Return every line of the entries below that contains the word "yellow", treating uppercase and lowercase as different.

-.-.-

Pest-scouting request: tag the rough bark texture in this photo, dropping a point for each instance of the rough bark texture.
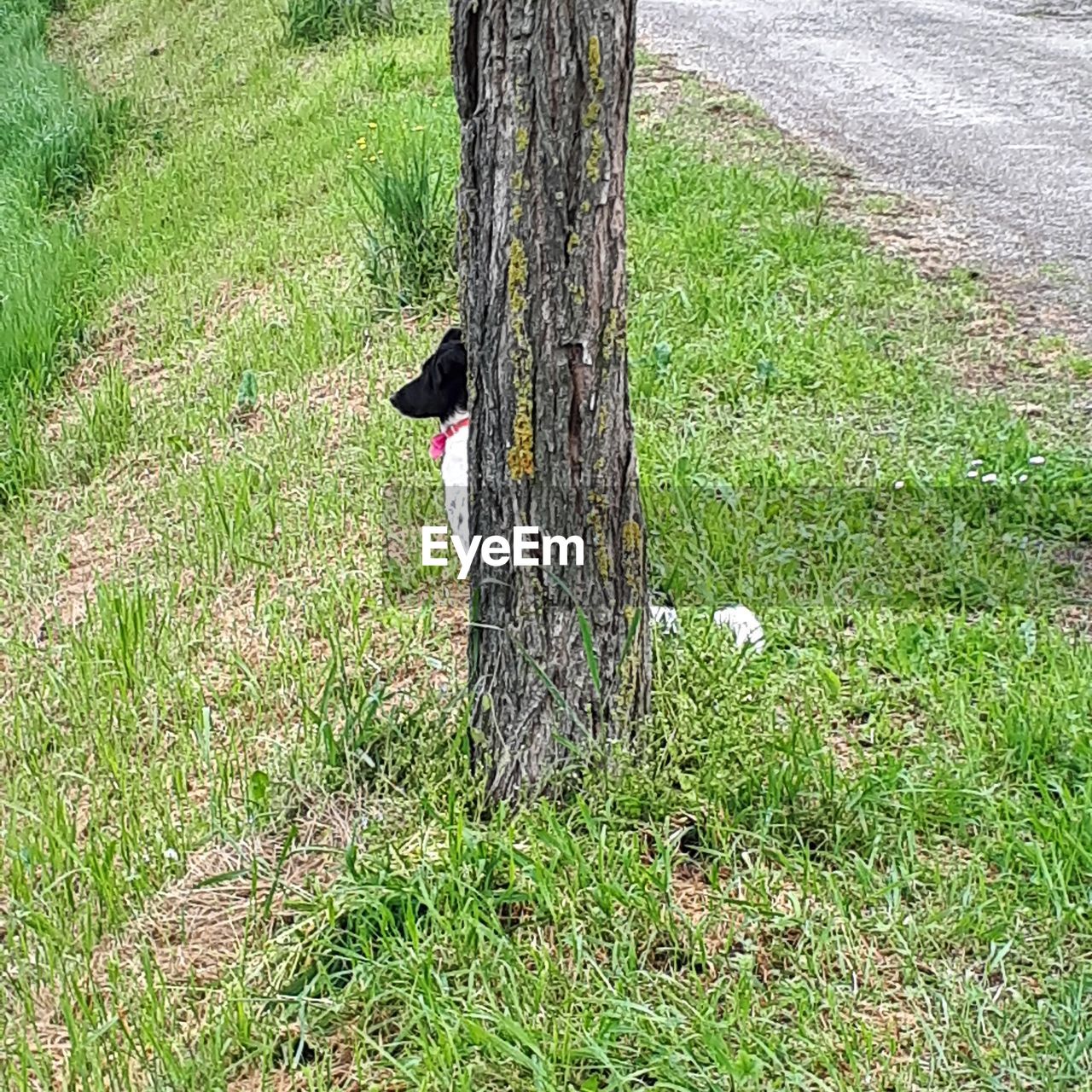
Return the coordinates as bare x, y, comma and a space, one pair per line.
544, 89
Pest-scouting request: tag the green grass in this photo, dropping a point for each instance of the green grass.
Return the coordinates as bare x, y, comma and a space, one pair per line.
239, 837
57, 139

-.-.-

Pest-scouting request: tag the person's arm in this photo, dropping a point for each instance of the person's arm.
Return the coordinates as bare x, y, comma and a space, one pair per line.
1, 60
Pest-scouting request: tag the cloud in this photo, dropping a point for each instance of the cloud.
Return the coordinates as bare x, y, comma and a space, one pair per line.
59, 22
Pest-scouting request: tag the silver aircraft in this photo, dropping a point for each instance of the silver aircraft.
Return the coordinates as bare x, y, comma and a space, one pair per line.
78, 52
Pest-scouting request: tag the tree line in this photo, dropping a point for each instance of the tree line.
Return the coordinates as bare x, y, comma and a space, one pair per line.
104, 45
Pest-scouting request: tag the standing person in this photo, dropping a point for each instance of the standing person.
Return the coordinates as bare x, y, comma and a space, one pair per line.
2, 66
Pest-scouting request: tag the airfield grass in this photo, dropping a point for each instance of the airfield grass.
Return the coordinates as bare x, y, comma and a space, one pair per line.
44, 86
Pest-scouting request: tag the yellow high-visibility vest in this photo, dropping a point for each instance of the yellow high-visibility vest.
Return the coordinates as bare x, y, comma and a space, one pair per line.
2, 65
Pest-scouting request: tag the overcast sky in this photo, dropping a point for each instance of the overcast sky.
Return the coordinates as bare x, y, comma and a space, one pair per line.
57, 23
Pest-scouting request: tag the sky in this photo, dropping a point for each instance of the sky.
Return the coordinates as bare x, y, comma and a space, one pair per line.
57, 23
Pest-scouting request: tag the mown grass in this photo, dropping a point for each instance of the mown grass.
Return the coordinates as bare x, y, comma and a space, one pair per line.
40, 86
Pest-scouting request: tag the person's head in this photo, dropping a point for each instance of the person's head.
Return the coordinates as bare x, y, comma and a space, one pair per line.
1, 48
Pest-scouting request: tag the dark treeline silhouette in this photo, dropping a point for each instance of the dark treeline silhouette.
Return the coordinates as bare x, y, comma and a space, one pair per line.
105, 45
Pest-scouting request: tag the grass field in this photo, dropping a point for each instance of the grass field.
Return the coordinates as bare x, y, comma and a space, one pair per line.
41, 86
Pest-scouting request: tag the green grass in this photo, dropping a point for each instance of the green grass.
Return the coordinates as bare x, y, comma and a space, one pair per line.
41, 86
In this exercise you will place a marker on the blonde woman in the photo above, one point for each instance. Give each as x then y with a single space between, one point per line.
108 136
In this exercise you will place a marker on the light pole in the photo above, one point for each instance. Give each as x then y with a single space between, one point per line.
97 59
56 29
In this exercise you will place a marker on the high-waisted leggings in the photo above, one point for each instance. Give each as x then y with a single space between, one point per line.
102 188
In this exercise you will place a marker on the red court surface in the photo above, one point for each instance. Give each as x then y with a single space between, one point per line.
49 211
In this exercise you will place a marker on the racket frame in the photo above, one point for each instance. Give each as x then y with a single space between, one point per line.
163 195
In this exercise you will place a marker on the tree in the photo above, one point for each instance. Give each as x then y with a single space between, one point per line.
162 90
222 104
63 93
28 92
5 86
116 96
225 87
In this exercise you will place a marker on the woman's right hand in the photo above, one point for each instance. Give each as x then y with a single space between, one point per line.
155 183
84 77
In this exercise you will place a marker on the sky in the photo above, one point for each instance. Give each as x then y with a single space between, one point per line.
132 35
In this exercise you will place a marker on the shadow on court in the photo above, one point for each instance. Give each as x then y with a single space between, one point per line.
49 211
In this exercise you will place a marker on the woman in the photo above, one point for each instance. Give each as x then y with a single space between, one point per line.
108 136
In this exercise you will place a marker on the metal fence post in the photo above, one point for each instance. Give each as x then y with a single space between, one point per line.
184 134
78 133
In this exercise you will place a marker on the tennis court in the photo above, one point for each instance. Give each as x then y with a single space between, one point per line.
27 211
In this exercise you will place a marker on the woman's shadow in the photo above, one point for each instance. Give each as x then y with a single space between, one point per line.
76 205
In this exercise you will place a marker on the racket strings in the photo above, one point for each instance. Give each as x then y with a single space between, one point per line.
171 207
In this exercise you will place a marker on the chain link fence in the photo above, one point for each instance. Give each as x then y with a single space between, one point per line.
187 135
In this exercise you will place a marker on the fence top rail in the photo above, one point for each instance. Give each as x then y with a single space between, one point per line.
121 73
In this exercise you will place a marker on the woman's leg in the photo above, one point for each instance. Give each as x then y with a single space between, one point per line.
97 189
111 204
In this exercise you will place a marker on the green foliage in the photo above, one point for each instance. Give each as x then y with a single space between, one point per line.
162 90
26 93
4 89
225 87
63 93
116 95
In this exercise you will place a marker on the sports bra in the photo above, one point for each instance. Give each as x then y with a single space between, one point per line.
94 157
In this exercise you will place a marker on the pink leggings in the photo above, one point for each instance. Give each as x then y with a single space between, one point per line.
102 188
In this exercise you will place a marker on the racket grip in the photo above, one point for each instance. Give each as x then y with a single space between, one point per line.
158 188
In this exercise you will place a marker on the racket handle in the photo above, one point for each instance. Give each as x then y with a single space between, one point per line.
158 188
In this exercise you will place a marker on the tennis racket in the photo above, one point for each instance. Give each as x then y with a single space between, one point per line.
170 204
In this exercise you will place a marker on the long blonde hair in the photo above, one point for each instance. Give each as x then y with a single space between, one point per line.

-.-.-

*Written answer*
Pest-scouting request: tag the yellow high-visibility vest in this photo, dropping a point for each instance of the yellow high-visibility vest.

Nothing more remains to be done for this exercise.